■ TASK STATEMENT
Collect every line of the data that contains the string "item", matching case exactly.

■ PROVIDED INFORMATION
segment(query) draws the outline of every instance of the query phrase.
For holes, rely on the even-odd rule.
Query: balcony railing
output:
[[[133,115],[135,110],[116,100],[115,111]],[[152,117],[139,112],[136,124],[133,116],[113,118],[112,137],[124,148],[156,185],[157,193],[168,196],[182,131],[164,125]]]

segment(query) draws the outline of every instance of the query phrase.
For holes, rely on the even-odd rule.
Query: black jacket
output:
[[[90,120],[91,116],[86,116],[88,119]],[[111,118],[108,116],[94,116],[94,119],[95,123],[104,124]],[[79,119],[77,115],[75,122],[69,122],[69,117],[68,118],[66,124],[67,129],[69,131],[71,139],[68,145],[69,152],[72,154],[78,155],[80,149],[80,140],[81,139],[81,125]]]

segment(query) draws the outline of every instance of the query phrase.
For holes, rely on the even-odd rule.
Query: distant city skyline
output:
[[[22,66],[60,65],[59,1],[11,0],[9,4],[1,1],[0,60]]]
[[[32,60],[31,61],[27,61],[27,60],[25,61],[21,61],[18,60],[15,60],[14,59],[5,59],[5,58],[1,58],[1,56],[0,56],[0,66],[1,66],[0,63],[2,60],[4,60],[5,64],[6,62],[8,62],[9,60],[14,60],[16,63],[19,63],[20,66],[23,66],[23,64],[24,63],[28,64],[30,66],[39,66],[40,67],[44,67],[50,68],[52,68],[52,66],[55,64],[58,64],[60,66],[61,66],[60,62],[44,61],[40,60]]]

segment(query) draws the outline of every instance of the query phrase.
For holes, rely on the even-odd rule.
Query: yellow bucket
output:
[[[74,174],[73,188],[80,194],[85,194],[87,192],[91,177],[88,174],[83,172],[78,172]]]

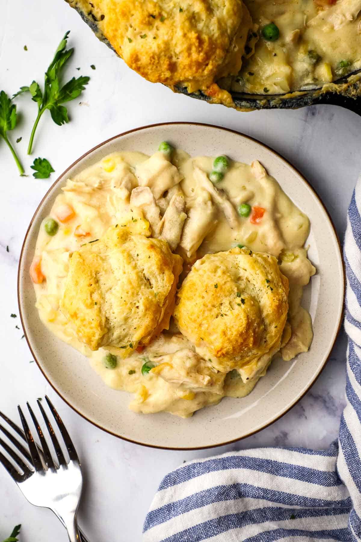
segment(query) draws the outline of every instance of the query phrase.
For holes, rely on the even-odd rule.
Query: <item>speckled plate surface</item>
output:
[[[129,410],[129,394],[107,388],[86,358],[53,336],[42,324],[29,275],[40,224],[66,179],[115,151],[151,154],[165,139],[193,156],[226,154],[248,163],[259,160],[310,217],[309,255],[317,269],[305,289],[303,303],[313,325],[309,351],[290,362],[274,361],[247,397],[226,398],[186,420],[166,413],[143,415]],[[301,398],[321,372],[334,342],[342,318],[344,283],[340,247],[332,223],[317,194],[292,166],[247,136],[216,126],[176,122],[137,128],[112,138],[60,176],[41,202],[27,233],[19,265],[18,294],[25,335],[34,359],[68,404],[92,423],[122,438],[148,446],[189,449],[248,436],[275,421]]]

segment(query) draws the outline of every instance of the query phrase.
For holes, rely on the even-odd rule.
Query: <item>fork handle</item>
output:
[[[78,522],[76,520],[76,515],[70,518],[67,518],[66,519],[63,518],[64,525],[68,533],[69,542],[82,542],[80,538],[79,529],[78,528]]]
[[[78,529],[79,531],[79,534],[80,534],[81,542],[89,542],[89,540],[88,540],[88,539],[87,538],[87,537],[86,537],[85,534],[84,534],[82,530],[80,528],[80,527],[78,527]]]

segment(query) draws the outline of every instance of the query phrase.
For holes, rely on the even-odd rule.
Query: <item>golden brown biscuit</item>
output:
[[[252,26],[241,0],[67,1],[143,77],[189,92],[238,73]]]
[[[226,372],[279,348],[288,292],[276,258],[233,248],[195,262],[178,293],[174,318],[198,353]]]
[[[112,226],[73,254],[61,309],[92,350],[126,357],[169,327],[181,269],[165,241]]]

■ TASK RESPONSE
Query: <item>speckled plate surface</item>
Query: <item>fork handle</item>
Query: <item>golden brown biscuit</item>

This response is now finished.